Produce an exact transcript of all the records.

Dataset entries:
..............................
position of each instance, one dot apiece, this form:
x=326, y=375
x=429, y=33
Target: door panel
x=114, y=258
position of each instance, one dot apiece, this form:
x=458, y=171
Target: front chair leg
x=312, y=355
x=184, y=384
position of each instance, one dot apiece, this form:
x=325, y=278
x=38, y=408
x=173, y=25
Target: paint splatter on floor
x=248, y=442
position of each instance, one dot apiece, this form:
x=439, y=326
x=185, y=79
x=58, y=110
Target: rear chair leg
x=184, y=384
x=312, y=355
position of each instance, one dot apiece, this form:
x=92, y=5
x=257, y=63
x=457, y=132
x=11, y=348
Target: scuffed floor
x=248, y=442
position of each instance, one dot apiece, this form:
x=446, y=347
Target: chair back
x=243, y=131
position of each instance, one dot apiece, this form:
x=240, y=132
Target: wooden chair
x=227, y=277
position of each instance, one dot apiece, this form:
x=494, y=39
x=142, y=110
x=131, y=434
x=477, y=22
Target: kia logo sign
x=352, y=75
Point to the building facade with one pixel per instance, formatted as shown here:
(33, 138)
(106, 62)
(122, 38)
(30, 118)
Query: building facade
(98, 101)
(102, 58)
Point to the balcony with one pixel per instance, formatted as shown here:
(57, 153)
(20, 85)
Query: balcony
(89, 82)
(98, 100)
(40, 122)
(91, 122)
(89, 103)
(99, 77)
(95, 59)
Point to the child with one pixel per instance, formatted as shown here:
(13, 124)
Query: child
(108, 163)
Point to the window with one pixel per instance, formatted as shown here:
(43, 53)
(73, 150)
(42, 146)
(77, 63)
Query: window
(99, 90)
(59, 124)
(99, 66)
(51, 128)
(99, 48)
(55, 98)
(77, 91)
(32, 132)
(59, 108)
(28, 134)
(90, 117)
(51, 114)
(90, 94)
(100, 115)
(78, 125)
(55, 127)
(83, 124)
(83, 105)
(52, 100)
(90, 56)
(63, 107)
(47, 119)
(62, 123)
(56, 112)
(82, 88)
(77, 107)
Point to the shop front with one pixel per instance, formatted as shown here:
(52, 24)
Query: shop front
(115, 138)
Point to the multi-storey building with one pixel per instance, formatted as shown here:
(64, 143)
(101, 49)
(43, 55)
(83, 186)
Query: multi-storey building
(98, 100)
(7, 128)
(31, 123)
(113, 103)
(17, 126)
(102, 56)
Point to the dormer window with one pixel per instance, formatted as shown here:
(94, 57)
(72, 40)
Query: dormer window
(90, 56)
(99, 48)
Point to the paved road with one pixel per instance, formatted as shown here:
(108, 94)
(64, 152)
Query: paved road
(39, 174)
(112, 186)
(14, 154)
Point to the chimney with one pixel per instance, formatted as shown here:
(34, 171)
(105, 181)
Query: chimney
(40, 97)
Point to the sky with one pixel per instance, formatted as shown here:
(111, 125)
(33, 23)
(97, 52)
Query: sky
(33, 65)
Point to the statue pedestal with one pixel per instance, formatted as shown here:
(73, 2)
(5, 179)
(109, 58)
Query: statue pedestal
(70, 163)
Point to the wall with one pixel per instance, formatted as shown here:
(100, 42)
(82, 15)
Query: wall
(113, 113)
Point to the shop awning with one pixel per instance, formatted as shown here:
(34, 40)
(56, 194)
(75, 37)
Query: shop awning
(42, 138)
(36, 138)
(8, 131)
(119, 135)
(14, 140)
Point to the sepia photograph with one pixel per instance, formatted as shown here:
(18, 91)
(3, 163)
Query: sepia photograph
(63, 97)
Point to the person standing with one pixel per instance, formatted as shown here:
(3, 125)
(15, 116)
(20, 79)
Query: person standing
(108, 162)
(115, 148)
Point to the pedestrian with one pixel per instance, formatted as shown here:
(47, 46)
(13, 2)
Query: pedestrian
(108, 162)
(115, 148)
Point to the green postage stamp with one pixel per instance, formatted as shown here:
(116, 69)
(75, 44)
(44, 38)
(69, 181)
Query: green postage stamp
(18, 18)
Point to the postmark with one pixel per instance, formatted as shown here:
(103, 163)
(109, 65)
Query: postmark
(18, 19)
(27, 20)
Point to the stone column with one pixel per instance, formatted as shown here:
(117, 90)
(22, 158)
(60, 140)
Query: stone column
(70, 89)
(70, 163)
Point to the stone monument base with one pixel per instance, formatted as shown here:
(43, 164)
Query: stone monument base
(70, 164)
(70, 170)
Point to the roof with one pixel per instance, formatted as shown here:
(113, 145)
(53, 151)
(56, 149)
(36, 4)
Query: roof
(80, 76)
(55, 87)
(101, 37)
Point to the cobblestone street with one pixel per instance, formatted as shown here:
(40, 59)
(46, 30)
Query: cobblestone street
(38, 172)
..............................
Solved problem:
position of each instance, one dot apiece, this form:
x=326, y=375
x=429, y=33
Target: door panel
x=114, y=258
position of each instance, one dot apiece, this form:
x=458, y=171
Target: front chair leg
x=312, y=355
x=184, y=384
position of each instance, one dot apiece, this form:
x=325, y=278
x=38, y=408
x=173, y=25
Target: paint splatter on floor
x=248, y=442
position of each instance, one dot apiece, this form:
x=439, y=326
x=185, y=79
x=58, y=110
Target: rear chair leg
x=184, y=384
x=312, y=355
position of each instance, one dot apiece, this form:
x=92, y=5
x=257, y=63
x=457, y=132
x=11, y=348
Target: scuffed floor
x=248, y=442
position of each instance, one dot apiece, this form:
x=446, y=347
Target: chair back
x=243, y=131
position of each instance, one dot apiece, this form:
x=240, y=132
Target: wooden chair
x=227, y=277
position of each instance, one dot apiece, this form:
x=494, y=39
x=142, y=110
x=131, y=434
x=477, y=22
Target: kia logo sign
x=352, y=75
Point to the building facade with one pixel per instance, formatted as shown here:
(33, 138)
(106, 62)
(122, 38)
(30, 118)
Query: building facade
(98, 101)
(102, 58)
Point to the balcony with one pixel per instance, formatted as shown here:
(57, 153)
(20, 85)
Query: balcony
(89, 82)
(98, 100)
(40, 122)
(91, 122)
(89, 103)
(99, 77)
(95, 59)
Point to the child with one pixel per instance, formatted as shown here:
(13, 124)
Query: child
(108, 163)
Point to the window with one pixel per instance, formatted as shown here:
(43, 53)
(73, 150)
(42, 146)
(77, 63)
Query: window
(99, 90)
(59, 124)
(99, 66)
(51, 128)
(99, 48)
(55, 98)
(77, 91)
(32, 132)
(59, 108)
(28, 134)
(90, 117)
(51, 114)
(90, 94)
(100, 115)
(78, 125)
(55, 127)
(83, 124)
(83, 105)
(52, 100)
(90, 56)
(63, 107)
(47, 119)
(62, 123)
(56, 112)
(82, 88)
(77, 107)
Point to the shop front with one pixel per instance, formatted as shown here:
(52, 24)
Query: shop front
(115, 138)
Point to the multi-storey building with one pixel per instance, formatted as shown here:
(64, 143)
(101, 49)
(43, 55)
(83, 186)
Query: multi-storey building
(98, 100)
(7, 128)
(31, 123)
(113, 103)
(17, 126)
(102, 56)
Point to the dormer window with one pixel per instance, formatted as shown here:
(94, 57)
(72, 40)
Query: dormer window
(90, 56)
(99, 48)
Point to the paved road with one pixel per instance, formatted as shown here:
(108, 94)
(64, 152)
Query: paved road
(39, 174)
(112, 186)
(14, 154)
Point to the chimney with one pixel per instance, formatted as shown here:
(34, 171)
(105, 181)
Query: chimney
(40, 97)
Point to the sky with one pixel per instance, formatted as shown here:
(111, 125)
(33, 23)
(97, 52)
Query: sky
(33, 65)
Point to the statue pedestal with one pixel per instance, formatted as shown here:
(73, 2)
(5, 179)
(109, 58)
Query: statue pedestal
(70, 163)
Point to the wall with one pixel per instance, formatted as shown here:
(100, 42)
(82, 15)
Query: wall
(113, 113)
Point to the shop awning with one pixel per instance, formatted as shown here:
(34, 40)
(56, 194)
(75, 37)
Query: shop awning
(42, 138)
(36, 138)
(8, 131)
(119, 135)
(14, 140)
Point to the sepia photograph with one pixel per instance, formatted as shown here:
(18, 91)
(3, 163)
Query: sepia photograph
(63, 97)
Point to the person standing with one pixel per instance, formatted as shown here:
(3, 125)
(15, 116)
(20, 79)
Query: person standing
(108, 162)
(115, 148)
Point to the pedestrian with one pixel per instance, formatted as shown here:
(47, 46)
(13, 2)
Query: pedestrian
(108, 162)
(115, 148)
Point to the green postage stamp with one pixel per instance, formatted as shown here:
(116, 69)
(75, 44)
(44, 38)
(69, 181)
Query: green postage stamp
(18, 18)
Point to the postmark with one pixel per instance, formatted as shown here:
(103, 163)
(109, 65)
Query: postmark
(18, 19)
(27, 20)
Point to the stone column with one pixel per instance, formatted as shown here:
(117, 90)
(22, 158)
(60, 140)
Query: stone column
(70, 89)
(70, 163)
Point to the stone monument base with one pixel per instance, formatted as shown here:
(43, 164)
Query: stone monument base
(70, 164)
(70, 170)
Point to the roof with one pixel per instance, formatted as shown here:
(113, 145)
(53, 151)
(56, 149)
(36, 4)
Query: roof
(80, 76)
(55, 87)
(101, 37)
Point to the cobblestone street with one pixel per instance, formatted as shown here:
(40, 59)
(46, 30)
Query: cobblestone street
(38, 172)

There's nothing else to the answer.